OPDRACHT:
Som elke naam van een land, gebergte, kaap of wandelroute op die in het tekstfragment hieronder over de wandeltocht voorkomt. Noem herhaalde namen één keer.

Na de ‘hoge’ Spaanse Pyreneeën ben in nu aanbeland in de ‘lage’ Pyreneeën. Op naar Punta Cap de Creus, het eindpunt van mijn trip over de GR11. Nog steeds veel klimmen en dalen maar een stuk minder hoog. Als hoge golven die afzwakken in de richting van het strand, wat overblijft is een schuimkraag. De schuimkraag van Punta Cap de Creus.
Bronloos
Wanneer je minder de hoogte ingaat, als hier in de ‘lage’ Pyreneeën, is het warmer. Zeker nu; het is heet in Spanje. Vandaag, vrijdag 25 augustus, is een dag van extreme hitte. Normaal voor mij geen probleem. Wat wel een probleem is, is dat op één na alle waterbronnen opgedroogd zijn en er geen menselijk leven is op dit deel van de route. Slechts één waterbron op 35 kilometer.

BRONFRAGMENT:
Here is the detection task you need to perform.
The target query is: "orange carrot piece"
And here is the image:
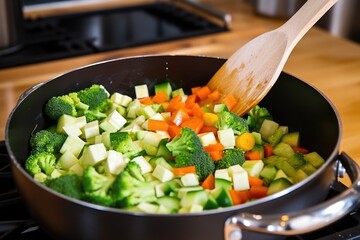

UITGEVOERDE OPDRACHT:
- Pyreneeën
- Punta Cap de Creus
- GR11
- Spanje